**Exercise prompt**
Could you filter the records below and keep only the lines with the word "dark"?

**Exercise input**

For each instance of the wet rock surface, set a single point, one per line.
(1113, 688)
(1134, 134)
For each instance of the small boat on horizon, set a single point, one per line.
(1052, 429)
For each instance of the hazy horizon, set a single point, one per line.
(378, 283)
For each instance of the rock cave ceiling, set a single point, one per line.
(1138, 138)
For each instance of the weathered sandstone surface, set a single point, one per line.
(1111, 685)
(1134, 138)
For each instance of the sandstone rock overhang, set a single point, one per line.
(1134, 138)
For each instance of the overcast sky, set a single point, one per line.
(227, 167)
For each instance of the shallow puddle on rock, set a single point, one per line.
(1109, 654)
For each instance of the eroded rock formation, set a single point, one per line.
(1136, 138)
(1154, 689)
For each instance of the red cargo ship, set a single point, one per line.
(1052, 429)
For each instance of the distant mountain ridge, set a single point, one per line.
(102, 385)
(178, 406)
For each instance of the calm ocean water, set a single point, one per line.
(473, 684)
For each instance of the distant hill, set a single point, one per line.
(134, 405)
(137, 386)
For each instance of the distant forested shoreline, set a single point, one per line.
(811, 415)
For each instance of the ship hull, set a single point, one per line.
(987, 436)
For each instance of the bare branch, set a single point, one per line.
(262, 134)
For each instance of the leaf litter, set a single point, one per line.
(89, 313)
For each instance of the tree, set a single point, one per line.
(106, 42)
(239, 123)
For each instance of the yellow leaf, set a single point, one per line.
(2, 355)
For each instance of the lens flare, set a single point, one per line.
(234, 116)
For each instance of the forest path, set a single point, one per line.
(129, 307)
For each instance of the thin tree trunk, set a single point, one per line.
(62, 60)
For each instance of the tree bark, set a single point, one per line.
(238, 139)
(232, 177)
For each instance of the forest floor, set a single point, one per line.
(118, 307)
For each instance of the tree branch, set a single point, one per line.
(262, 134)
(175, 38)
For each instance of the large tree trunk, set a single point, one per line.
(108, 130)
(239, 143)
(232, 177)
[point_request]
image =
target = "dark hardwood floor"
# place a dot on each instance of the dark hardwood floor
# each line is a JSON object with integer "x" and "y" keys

**Answer area**
target = "dark hardwood floor"
# place a dot on each instance of the dark hardwood floor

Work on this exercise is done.